--- BERDASARKAN INFORMASI ---
(A) Menurut berita tentang ABK asal Bitung, di kapal ikan negara mana saja kedua warga Bitung itu meninggal?
(B) Dalam berita tentang ABK asal Bitung, mengapa instansi pemerintah di Sulawesi Utara belum dapat mengoordinasikan pemulangan jenazah?

--- POTONGAN DOKUMEN ---

Sebulan Terakhir, Dua ABK Asal Bitung Meninggal di China dan Taiwan
Minimnya kesempatan ideal bekerja di dalam negeri membuat anak buah kapal asal Bitung, Sulawesi Utara, mempertaruhkan nyawa merantau ke luar negeri. Namun, tidak jarang mereka pulang tinggal nama.
Oleh
KRISTIAN OKA PRASETYADI
·5 menit baca
MANADO, KOMPAS — Dua warga Bitung, Sulawesi Utara, dilaporkan meninggal ketika bertugas sebagai anak buah kapal, masing-masing di kapal ikan China dan Taiwan, dalam sebulan terakhir. Namun, instansi pemerintah di Sulawesi Utara belum mengetahui kabar ini sehingga belum dapat mengoordinasikan pemulangan jenazah.

--- DATA UNTUK DIPERIKSA ---
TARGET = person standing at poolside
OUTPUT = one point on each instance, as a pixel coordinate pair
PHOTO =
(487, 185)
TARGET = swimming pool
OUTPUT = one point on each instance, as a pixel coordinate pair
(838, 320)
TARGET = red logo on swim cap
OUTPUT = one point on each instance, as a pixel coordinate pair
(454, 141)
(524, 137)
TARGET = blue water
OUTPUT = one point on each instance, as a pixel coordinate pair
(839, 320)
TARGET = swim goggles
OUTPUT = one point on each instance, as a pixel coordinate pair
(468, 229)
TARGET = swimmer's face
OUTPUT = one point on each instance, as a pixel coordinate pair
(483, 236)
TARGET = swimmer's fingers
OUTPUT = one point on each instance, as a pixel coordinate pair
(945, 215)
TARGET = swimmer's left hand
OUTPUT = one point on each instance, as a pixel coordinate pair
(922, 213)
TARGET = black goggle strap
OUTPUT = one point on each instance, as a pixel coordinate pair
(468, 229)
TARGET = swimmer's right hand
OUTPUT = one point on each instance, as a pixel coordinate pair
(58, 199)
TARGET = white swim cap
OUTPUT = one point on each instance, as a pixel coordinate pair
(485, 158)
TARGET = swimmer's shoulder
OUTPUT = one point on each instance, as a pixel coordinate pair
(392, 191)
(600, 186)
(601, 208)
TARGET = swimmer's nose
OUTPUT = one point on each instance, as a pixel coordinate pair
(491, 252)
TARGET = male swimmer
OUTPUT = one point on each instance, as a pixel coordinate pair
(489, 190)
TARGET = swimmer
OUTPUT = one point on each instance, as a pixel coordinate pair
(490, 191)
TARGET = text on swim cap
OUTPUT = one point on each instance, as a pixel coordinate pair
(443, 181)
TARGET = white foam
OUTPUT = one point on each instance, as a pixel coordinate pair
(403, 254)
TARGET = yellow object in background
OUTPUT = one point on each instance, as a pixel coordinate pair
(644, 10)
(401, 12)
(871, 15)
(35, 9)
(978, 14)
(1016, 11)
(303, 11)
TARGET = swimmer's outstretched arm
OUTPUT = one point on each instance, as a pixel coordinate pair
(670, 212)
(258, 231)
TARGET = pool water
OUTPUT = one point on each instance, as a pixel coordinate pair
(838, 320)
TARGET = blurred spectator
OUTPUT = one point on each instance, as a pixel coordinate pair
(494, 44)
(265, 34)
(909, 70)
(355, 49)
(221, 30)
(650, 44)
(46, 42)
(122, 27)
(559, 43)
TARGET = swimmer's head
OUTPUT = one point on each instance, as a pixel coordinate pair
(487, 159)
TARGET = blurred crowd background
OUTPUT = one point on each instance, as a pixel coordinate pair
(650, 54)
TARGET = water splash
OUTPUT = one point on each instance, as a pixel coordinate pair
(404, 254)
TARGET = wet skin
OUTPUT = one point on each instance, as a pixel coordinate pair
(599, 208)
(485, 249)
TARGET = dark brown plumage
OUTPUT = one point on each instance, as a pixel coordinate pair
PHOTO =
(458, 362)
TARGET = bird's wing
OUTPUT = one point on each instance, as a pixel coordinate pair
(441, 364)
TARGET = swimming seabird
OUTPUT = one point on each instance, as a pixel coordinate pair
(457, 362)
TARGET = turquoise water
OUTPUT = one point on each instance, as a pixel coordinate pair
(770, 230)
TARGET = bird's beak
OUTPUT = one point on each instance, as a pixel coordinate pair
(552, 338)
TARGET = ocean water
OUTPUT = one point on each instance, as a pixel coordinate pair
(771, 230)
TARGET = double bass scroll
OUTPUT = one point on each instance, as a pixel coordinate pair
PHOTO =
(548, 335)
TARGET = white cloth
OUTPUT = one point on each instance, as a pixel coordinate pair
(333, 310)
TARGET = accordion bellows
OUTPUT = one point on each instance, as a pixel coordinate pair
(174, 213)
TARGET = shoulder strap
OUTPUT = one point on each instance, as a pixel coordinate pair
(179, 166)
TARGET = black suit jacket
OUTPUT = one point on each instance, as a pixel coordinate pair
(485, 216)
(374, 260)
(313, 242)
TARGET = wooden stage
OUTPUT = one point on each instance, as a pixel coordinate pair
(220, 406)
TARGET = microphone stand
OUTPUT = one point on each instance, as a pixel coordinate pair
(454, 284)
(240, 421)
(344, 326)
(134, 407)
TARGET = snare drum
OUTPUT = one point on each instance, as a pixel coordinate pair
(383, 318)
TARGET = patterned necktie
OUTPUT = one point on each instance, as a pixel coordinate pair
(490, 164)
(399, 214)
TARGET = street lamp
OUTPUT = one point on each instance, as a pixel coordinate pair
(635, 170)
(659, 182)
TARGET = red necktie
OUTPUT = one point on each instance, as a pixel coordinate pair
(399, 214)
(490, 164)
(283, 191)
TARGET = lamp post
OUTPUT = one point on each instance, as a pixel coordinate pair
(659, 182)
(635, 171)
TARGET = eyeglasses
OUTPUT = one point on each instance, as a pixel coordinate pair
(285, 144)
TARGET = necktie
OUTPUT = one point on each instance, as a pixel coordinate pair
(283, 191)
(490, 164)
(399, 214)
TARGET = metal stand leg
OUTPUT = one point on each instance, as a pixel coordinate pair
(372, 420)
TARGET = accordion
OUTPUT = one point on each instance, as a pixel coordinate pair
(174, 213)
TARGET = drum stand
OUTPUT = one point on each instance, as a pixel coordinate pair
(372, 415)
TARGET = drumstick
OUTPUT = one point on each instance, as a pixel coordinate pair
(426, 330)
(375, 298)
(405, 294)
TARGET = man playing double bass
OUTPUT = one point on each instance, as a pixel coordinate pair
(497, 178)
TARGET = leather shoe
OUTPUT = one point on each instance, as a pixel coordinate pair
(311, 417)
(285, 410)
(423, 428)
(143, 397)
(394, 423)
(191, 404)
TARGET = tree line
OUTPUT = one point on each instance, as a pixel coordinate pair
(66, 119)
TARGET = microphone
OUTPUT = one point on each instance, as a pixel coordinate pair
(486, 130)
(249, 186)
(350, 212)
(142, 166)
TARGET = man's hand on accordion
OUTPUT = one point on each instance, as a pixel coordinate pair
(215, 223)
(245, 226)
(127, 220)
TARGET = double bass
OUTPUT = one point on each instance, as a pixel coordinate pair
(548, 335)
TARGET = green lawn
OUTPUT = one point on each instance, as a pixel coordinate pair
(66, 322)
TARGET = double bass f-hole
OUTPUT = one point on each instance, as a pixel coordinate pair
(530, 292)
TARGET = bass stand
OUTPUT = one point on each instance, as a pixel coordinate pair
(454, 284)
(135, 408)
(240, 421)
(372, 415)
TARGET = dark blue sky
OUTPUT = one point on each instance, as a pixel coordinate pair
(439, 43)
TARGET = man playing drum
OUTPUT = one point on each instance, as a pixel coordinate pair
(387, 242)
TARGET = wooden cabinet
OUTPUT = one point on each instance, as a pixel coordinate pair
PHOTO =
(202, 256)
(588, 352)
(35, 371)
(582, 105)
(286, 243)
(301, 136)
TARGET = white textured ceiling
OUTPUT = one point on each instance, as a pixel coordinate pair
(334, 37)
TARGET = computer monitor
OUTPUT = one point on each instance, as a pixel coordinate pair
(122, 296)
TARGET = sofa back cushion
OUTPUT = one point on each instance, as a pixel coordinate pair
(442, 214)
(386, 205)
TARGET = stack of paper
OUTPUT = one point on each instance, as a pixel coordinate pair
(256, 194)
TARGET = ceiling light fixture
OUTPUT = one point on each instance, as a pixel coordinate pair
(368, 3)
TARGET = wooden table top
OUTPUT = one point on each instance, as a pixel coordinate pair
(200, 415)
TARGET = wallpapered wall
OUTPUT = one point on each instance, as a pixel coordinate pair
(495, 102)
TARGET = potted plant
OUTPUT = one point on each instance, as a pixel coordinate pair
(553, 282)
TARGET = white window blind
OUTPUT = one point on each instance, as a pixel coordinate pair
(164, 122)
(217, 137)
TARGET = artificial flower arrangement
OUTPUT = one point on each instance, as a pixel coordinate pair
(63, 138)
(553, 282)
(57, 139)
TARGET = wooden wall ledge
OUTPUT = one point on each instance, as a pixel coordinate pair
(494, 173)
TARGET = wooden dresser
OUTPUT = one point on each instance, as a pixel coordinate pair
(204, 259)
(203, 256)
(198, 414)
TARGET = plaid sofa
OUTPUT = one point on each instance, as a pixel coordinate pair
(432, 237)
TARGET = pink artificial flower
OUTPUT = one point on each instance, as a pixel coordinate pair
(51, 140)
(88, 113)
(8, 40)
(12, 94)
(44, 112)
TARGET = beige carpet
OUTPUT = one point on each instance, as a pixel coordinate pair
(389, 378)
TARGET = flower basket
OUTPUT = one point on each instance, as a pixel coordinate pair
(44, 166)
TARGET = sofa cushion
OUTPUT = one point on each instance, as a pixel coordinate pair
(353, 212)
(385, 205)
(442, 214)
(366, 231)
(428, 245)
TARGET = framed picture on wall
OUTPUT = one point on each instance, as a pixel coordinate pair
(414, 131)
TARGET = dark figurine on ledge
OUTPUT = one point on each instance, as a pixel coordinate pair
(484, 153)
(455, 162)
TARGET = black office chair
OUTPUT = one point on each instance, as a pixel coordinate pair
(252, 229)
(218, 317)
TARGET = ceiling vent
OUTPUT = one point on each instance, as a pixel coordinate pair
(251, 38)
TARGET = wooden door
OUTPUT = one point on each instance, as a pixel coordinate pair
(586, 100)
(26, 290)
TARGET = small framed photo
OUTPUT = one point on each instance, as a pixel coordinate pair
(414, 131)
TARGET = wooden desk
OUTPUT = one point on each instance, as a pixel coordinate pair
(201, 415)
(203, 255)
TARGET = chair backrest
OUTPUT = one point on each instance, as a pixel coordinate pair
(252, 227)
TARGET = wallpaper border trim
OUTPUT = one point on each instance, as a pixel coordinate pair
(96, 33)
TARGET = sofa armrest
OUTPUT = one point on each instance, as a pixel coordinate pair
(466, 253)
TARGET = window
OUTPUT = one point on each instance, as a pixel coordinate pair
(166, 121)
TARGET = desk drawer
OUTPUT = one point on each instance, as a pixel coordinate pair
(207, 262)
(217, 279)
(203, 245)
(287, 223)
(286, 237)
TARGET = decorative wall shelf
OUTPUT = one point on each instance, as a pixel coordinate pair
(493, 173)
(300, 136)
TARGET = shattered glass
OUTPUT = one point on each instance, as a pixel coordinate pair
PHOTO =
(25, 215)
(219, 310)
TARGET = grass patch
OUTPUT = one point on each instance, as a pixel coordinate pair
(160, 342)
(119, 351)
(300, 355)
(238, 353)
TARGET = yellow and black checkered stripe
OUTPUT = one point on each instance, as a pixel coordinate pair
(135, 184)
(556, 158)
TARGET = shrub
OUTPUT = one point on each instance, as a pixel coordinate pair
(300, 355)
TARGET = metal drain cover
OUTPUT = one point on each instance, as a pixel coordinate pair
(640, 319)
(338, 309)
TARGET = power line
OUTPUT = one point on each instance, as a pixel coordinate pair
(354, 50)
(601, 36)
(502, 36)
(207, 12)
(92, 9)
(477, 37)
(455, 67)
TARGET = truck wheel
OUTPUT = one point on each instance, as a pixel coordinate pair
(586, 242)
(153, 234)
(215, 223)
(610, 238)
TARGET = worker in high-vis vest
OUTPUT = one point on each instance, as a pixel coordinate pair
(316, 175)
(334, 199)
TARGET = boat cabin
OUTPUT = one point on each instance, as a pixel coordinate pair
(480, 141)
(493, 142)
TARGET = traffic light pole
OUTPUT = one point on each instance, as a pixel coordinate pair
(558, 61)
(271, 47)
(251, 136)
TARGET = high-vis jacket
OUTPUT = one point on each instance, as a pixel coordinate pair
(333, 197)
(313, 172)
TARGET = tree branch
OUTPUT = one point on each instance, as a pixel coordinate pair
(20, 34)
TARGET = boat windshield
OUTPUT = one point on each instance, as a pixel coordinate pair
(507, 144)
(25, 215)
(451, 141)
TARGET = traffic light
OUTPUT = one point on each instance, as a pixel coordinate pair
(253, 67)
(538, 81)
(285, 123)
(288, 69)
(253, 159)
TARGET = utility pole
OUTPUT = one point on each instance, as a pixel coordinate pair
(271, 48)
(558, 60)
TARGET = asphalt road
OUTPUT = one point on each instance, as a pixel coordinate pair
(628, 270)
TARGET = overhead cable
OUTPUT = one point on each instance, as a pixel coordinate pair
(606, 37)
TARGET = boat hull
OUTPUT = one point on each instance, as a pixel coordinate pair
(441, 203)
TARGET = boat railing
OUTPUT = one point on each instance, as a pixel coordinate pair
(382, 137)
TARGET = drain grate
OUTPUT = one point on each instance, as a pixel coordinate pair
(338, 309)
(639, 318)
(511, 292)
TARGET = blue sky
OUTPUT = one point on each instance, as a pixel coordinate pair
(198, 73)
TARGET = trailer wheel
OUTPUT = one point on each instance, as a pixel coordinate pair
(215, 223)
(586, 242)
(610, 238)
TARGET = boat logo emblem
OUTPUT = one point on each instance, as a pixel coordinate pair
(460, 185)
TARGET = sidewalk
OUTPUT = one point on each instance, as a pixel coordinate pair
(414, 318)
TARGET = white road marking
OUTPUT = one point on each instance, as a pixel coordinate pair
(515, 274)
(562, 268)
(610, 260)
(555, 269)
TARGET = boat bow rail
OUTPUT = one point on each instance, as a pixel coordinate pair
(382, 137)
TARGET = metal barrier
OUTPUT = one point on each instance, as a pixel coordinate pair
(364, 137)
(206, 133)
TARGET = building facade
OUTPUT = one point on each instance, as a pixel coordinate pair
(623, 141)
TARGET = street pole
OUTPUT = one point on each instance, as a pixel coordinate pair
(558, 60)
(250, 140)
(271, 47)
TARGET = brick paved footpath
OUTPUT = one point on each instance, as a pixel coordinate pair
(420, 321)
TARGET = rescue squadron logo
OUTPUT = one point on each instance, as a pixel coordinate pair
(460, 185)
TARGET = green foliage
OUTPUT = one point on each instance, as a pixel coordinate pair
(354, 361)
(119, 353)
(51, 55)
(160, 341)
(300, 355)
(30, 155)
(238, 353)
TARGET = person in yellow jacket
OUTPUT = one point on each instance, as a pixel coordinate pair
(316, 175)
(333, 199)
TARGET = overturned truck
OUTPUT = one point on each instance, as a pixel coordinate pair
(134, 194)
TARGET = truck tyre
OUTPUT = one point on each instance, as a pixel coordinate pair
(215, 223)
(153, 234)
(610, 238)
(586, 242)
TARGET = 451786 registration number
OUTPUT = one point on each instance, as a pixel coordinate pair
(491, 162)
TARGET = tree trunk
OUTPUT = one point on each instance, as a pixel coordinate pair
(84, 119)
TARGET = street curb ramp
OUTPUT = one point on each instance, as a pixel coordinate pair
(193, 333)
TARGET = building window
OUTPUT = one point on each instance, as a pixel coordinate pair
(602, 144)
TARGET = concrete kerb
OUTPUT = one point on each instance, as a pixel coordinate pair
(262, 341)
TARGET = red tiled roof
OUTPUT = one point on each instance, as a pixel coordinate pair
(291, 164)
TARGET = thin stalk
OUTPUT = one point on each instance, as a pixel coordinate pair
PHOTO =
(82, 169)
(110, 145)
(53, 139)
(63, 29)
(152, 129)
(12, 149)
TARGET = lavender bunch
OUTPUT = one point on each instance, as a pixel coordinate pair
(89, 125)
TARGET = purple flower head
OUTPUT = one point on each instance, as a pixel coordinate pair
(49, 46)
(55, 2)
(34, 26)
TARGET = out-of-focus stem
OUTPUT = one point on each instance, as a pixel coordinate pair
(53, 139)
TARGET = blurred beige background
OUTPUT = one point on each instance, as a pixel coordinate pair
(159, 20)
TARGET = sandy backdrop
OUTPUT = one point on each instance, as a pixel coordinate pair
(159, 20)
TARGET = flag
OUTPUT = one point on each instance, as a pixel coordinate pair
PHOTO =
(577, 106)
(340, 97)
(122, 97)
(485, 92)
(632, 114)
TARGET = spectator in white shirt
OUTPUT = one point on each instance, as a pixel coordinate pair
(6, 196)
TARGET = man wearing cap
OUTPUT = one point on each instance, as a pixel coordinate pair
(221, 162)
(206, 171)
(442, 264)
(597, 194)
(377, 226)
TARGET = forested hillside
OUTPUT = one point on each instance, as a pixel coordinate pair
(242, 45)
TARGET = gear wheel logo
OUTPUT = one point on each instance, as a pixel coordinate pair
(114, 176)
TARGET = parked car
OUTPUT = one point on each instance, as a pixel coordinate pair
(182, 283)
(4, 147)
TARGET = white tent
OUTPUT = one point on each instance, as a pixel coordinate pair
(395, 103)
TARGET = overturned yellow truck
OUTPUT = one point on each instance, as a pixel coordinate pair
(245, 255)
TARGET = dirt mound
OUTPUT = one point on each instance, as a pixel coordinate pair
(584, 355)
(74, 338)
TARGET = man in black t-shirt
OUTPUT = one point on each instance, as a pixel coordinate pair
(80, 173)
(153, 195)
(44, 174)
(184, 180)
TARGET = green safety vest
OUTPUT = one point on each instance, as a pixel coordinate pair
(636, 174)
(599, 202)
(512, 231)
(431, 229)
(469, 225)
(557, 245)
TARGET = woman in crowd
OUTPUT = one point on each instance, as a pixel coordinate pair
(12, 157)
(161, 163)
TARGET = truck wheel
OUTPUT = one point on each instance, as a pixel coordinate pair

--- DAFTAR JAWABAN ---
(A) Di kapal ikan China dan Taiwan.

(B) Instansi pemerintah di Sulawesi Utara belum mengetahui kabar meninggalnya dua warga Bitung tersebut, sehingga belum dapat mengoordinasikan pemulangan jenazah.